Blog: Hoe om te gaan met kostprijsdekkende huur?

Sinds de Wet Markt en Overheid (Wet MenO) in werking is getreden moet u als gemeente een kostprijsdekkende huur in rekening brengen. Voor de veelal maatschappelijke organisaties die vastgoed huren van gemeenten betekent dit vaak een huurverhoging met mogelijk exploitatietekorten tot gevolg. Welke speelruimte heeft u als gemeente bij het vaststellen van een huurprijs in lijn met de Wet MenO? In deze blog gaan wij globaal in op de Wet MenO en daarna op de gevolgen hiervan voor de keuze van een huurprijsmethodiek.

......

■ **TE MAKEN OPDRACHTEN**:
1: Wat moet een gemeente volgens de blog over kostprijsdekkende huur in rekening brengen sinds de Wet Markt en Overheid in werking is getreden?
2: Geef uit de blog over kostprijsdekkende huur letterlijk alles terug vanaf "Sinds de Wet" tot en met "van een huurprijsmethodiek.".

■ **RECORDFRAGMENTEN**:

......

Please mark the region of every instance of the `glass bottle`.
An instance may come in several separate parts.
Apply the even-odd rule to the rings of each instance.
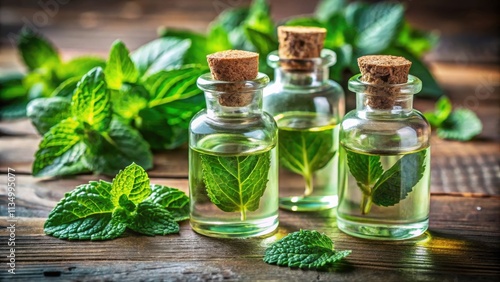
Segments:
[[[338,123],[344,115],[344,91],[328,79],[335,52],[320,58],[267,57],[275,80],[264,92],[264,110],[279,127],[280,207],[316,211],[337,205]],[[299,67],[290,69],[282,64]],[[287,185],[297,183],[295,187]]]
[[[262,111],[262,89],[254,80],[218,81],[210,73],[198,78],[206,110],[193,117],[189,129],[191,226],[213,237],[251,237],[278,226],[278,129]],[[226,106],[225,95],[238,89],[245,106]]]
[[[361,77],[349,80],[357,105],[340,126],[338,227],[368,239],[418,236],[430,206],[430,126],[413,109],[422,82],[408,75],[380,86]]]

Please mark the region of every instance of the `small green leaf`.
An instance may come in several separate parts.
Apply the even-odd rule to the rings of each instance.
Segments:
[[[426,156],[427,150],[404,155],[386,170],[373,186],[373,203],[388,207],[404,200],[424,175]]]
[[[128,227],[148,236],[179,233],[179,224],[175,222],[172,214],[162,206],[151,202],[142,202],[138,205],[137,215]]]
[[[61,64],[59,54],[52,43],[29,29],[21,31],[17,47],[30,70],[41,67],[56,68]]]
[[[86,146],[78,130],[81,130],[80,124],[68,118],[43,136],[35,153],[34,176],[70,175],[88,171],[81,161]]]
[[[117,40],[111,46],[109,59],[104,69],[106,83],[110,89],[120,89],[124,82],[134,83],[139,72],[129,57],[129,51],[122,41]]]
[[[120,199],[123,195],[138,205],[151,194],[148,174],[135,163],[127,166],[113,179],[110,194],[111,202],[115,206],[121,206]]]
[[[71,102],[63,97],[38,98],[28,104],[27,115],[38,133],[44,135],[51,127],[71,116]]]
[[[126,224],[112,217],[114,205],[106,195],[111,185],[90,182],[67,193],[50,212],[44,231],[60,239],[107,240],[119,237]]]
[[[384,169],[379,156],[347,152],[347,165],[358,187],[364,194],[371,194],[371,187],[382,176]]]
[[[110,94],[101,68],[92,69],[78,83],[71,100],[73,116],[98,131],[111,122]]]
[[[183,63],[184,56],[191,47],[191,40],[177,38],[158,38],[132,53],[140,76],[149,76]]]
[[[201,155],[208,197],[221,210],[240,212],[245,220],[247,211],[259,208],[270,164],[270,152],[235,157]]]
[[[167,209],[175,221],[189,219],[189,197],[176,188],[151,184],[152,193],[146,201]]]
[[[350,253],[350,250],[334,250],[333,241],[325,234],[300,230],[267,248],[264,262],[302,269],[323,269],[333,266]]]
[[[442,96],[436,102],[434,111],[425,112],[424,116],[433,127],[439,127],[450,116],[452,108],[450,99]]]
[[[483,125],[473,111],[467,109],[454,110],[438,128],[440,138],[468,141],[481,133]]]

......

■ **OPLOSSINGEN**:
1: Een kostprijsdekkende huur.

2:
Sinds de Wet Markt en Overheid (Wet MenO) in werking is getreden moet u als gemeente een kostprijsdekkende huur in rekening brengen. Voor de veelal maatschappelijke organisaties die vastgoed huren van gemeenten betekent dit vaak een huurverhoging met mogelijk exploitatietekorten tot gevolg. Welke speelruimte heeft u als gemeente bij het vaststellen van een huurprijs in lijn met de Wet MenO? In deze blog gaan wij globaal in op de Wet MenO en daarna op de gevolgen hiervan voor de keuze van een huurprijsmethodiek.